Exercise – Copy the cohort studies text from "As it is known" up to and including "group (Bonita et al., 2006).", and replace "rare disease" with "uncommon illness".

Quoted passage –
In situations with sudden acute exposures, the cause-effect relationship for acute effects may be apparent. Epidemiologists can also use the Cohort studies to investigate late or chronic effects (Bonita et al., 2006). For example, measuring effects over a long period is the catastrophic poisoning of residents around pesticide factory in Bhopal, India, in 1984 (Lapierre ; Moro., 2002).
As it is known in the case of cohort studies, they usually start with exposed and unexposed people of disease. The measurement difficulty or ability to find or reach existing data on individual exposures mostly determines the usefulness of conducting cohort studies. Epidemiologists face a problem when using cohort study to study a rare disease in the exposed group and unexposed group; there may also be problems in obtaining a large enough study group (Bonita et al., 2006).
Cohort study costs could be minimized by using routine sources information about mortality or morbidity which could be obtained from ecological studies, Such as disease registers or national registers of deaths as part of the follow-up. One example is the Nurses’ Health Study. It was a large cohort study that been developed to make it less expensive to run. In 1976, 121700 married female nurses aged 30–55 years completed the initial of the questionnaire of the Nurses’ Health Survey. For each two years period, self-administered questionnaires were sent to these nurses, who supplied information on their health behaviors and medical histories. The objective of the initial cohort study was to evaluate the health effects of oral contraceptive use. Investigators tested their methods on subgroups of the larger cohort and obtained information on disease outcomes from routine data sources (Colditz et al., 1986).
In addition to studying the relationship between oral contraceptive usage and the ovarian and breast cancer risk, they were also able to evaluate other diseases in this cohort such as heart disease and stroke, also, the relationship between smoking and the risk of stroke. Although stroke is a relatively common cause of death, it is a rare occurrence in younger women, and so a large cohort is needed (Bonita et al., 2006).
it is possible to study a large variety of outcomes because cohort studies take healthy people as their starting point. The Swedish twin registry is an excellent example of the type of data source that can be used to answer many epidemiological questions (Lichtenstein et al., 2002).
Historical cohort studies:
Costs can occasionally be reduced by using a historical cohort which is identified by records of previous exposure. The reson why it is called a historical cohort study because all the exposure and effect (disease) data have been collected before the actual study begins. For example, records of military personnel exposure to radioactive fall-out at nuclear bomb testing sites have been used to examine the possible causal role of fall-out in the development of cancer over the past 30 years (). This sort of design is relatively common for studies of cancer-related to occupational exposures.
Nested case-control studies:
The nested case-control design makes cohort studies less expensive. The cases and controls are both chosen from a defined cohort, for which some information on exposures and risk factors is already available (Figure 3.7). Additional information on new cases and controls, particularly selected for the study, is collected and analyzed. This design is particularly useful when measurement of exposure is expensive. An example of a nested case-control study is shown in Box 3.5.

Record extracts –

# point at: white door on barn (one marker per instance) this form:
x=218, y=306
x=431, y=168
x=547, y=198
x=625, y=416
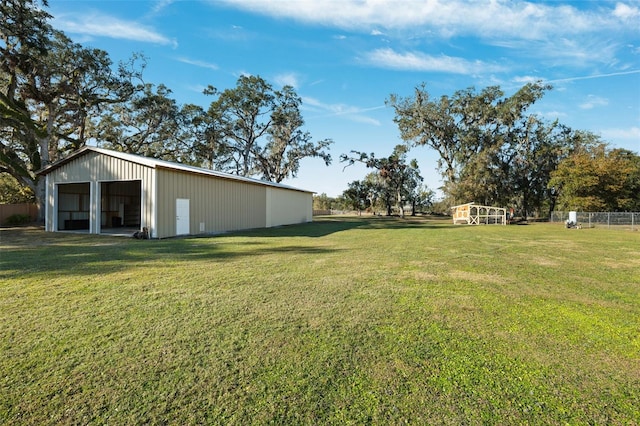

Exercise answer –
As it is known in the case of cohort studies, they usually start with exposed and unexposed people of disease. The measurement difficulty or ability to find or reach existing data on individual exposures mostly determines the usefulness of conducting cohort studies. Epidemiologists face a problem when using cohort study to study a uncommon illness in the exposed group and unexposed group; there may also be problems in obtaining a large enough study group (Bonita et al., 2006).